Gather every line of the records that contains the string "foliage" and copy each one out. Match case exactly.

DATA FOR THE TASK:

+--

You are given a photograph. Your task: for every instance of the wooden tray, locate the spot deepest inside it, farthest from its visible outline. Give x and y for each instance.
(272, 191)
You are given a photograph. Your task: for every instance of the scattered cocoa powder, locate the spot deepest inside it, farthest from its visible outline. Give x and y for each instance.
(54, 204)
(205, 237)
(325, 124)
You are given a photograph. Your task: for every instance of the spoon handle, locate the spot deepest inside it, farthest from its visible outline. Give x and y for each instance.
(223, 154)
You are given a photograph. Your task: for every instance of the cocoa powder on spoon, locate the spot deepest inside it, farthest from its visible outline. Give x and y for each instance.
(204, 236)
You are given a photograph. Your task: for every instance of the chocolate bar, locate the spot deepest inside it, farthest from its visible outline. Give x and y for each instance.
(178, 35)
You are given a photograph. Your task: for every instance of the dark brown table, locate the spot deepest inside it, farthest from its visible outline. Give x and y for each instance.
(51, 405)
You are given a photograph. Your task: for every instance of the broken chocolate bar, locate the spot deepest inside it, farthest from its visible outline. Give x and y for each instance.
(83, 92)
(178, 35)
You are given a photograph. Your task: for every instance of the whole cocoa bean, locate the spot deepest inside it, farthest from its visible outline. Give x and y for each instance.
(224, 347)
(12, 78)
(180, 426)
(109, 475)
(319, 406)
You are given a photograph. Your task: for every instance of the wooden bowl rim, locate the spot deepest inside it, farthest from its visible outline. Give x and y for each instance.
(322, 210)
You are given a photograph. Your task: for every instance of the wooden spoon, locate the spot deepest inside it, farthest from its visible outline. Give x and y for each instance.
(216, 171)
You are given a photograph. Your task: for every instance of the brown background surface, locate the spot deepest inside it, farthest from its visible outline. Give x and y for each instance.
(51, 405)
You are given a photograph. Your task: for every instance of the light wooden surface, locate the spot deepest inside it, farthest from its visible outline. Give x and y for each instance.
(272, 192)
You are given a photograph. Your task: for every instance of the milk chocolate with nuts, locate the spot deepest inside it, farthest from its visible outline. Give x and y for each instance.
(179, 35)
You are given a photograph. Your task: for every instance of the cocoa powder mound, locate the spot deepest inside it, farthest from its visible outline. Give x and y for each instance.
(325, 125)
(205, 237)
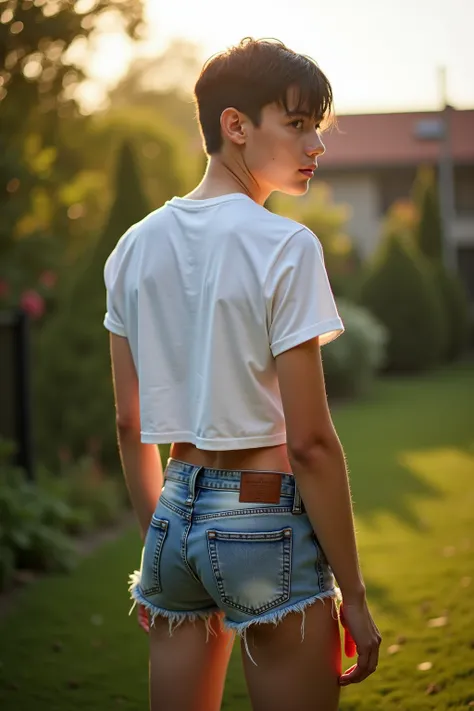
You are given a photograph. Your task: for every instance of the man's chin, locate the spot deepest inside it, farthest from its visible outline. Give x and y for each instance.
(300, 188)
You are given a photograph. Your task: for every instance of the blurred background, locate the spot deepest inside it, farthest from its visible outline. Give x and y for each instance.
(97, 128)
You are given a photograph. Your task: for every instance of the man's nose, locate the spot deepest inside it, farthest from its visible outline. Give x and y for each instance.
(317, 147)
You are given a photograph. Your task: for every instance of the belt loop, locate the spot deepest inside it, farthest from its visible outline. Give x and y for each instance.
(192, 485)
(297, 502)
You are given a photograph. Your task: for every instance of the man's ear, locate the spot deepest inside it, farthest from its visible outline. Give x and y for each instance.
(233, 126)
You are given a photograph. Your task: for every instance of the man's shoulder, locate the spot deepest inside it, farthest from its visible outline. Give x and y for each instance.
(264, 221)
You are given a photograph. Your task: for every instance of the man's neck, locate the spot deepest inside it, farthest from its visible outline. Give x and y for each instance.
(225, 176)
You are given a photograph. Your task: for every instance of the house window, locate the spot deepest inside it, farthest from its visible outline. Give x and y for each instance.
(393, 185)
(464, 190)
(466, 268)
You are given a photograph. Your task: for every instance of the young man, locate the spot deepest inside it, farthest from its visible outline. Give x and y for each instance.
(218, 309)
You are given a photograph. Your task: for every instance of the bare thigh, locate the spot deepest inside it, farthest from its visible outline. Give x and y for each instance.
(186, 672)
(294, 674)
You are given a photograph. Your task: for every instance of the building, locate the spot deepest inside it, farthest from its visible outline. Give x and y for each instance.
(371, 160)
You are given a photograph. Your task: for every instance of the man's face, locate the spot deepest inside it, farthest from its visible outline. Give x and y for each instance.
(281, 148)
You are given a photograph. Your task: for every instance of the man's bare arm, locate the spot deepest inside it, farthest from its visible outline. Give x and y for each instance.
(141, 463)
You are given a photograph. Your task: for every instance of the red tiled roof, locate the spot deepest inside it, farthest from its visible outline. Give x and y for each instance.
(389, 139)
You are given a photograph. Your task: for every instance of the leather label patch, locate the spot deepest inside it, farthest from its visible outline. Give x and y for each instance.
(260, 487)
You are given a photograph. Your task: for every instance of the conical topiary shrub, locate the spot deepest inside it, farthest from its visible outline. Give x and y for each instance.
(399, 290)
(456, 303)
(75, 395)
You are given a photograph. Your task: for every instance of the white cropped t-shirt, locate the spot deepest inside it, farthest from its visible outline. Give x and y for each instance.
(208, 293)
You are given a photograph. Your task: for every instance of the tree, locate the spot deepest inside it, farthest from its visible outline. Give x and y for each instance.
(74, 394)
(399, 290)
(38, 81)
(429, 229)
(35, 63)
(428, 237)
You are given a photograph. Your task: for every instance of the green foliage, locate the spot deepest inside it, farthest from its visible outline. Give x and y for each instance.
(95, 500)
(428, 231)
(352, 361)
(34, 43)
(456, 303)
(399, 290)
(32, 525)
(74, 384)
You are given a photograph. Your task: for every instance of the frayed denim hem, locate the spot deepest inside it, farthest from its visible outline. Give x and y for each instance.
(175, 619)
(275, 617)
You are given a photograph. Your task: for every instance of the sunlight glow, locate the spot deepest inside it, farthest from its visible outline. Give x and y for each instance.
(378, 56)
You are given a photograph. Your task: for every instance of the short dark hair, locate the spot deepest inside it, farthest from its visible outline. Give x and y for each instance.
(251, 75)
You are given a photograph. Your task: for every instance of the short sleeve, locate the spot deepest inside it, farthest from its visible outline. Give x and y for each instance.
(113, 320)
(299, 300)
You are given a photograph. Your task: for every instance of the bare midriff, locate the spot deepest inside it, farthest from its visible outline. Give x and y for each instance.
(259, 459)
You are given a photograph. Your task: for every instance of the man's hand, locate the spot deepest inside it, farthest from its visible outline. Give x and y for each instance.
(361, 637)
(143, 619)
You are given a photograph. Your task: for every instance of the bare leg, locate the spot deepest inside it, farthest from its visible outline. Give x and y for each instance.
(294, 674)
(186, 672)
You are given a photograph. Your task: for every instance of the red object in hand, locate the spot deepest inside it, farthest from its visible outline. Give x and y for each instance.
(350, 648)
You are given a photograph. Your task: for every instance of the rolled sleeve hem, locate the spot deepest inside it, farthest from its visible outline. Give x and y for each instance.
(114, 327)
(326, 330)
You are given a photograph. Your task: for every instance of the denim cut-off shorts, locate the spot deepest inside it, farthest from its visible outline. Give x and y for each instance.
(205, 552)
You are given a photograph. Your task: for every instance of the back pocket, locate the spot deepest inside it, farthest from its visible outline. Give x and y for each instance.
(150, 573)
(252, 570)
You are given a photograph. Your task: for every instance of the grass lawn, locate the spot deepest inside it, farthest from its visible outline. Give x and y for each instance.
(69, 644)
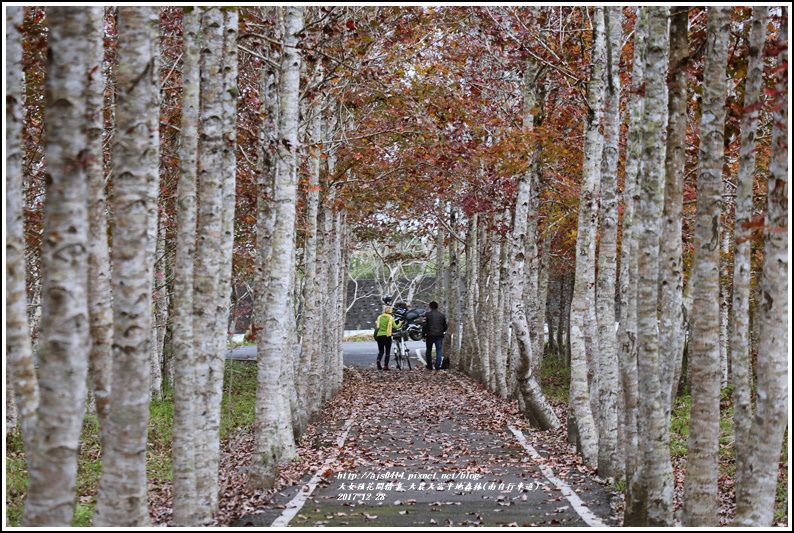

+--

ANSWER TO THE PROBLEM:
You are given a photograph. Your task: for every instance of the green foliage, locate the spot deepest inside it, farthest from its visible outline. Give x and y for each instance.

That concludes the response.